◆ Data excerpts
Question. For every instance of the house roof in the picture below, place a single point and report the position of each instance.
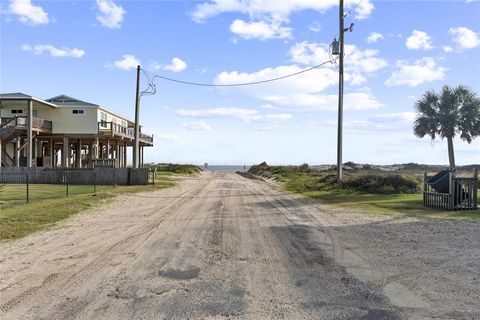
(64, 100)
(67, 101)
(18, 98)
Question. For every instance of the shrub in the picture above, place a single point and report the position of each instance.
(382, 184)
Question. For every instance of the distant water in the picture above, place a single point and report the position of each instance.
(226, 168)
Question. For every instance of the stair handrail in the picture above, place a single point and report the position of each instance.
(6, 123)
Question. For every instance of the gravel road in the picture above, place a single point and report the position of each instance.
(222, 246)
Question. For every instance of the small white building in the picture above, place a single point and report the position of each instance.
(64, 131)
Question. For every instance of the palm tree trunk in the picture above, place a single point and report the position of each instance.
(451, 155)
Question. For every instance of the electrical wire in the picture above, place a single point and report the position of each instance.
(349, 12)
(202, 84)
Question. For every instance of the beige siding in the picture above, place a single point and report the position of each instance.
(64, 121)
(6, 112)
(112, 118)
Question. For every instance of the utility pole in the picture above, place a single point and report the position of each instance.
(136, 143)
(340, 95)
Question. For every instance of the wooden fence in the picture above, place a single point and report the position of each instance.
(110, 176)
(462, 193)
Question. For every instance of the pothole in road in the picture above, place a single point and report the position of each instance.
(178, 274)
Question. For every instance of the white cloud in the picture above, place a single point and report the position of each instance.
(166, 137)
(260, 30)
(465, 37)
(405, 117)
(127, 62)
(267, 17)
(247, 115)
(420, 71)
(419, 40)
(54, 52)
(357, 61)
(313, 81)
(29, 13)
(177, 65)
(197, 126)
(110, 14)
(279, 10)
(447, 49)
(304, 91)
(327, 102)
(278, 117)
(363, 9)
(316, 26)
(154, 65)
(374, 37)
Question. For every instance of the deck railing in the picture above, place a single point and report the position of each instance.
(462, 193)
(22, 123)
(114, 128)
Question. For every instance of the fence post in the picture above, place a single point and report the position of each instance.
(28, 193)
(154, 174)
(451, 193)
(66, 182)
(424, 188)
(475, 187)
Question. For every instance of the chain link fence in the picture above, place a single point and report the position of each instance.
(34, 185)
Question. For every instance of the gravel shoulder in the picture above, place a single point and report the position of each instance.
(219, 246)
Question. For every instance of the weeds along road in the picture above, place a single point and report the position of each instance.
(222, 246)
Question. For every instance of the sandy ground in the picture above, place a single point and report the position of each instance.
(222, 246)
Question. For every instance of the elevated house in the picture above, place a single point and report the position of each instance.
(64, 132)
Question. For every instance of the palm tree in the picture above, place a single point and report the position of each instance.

◆ Short task
Starting with the line that contains "Question. For every instance of the weeds" and continuing through the end of the material, rewrite those lines as a JSON list of strings, one string per line, leaving out any blank lines.

◆ Answer to this task
[
  "Question. For every instance of the weeds along road in the picture above, place a single point and report the position of each instance.",
  "(222, 246)",
  "Question. For every instance of the sandy ground in the picture above, place a single point and report the position of each instance.",
  "(222, 246)",
  "Question. For every instance of the elevated house in the picture above, place a single point and report the position of each instance.",
  "(64, 132)",
  "Question. For every instance of the palm tree in the picture above, place a single point and report the position of each instance."
]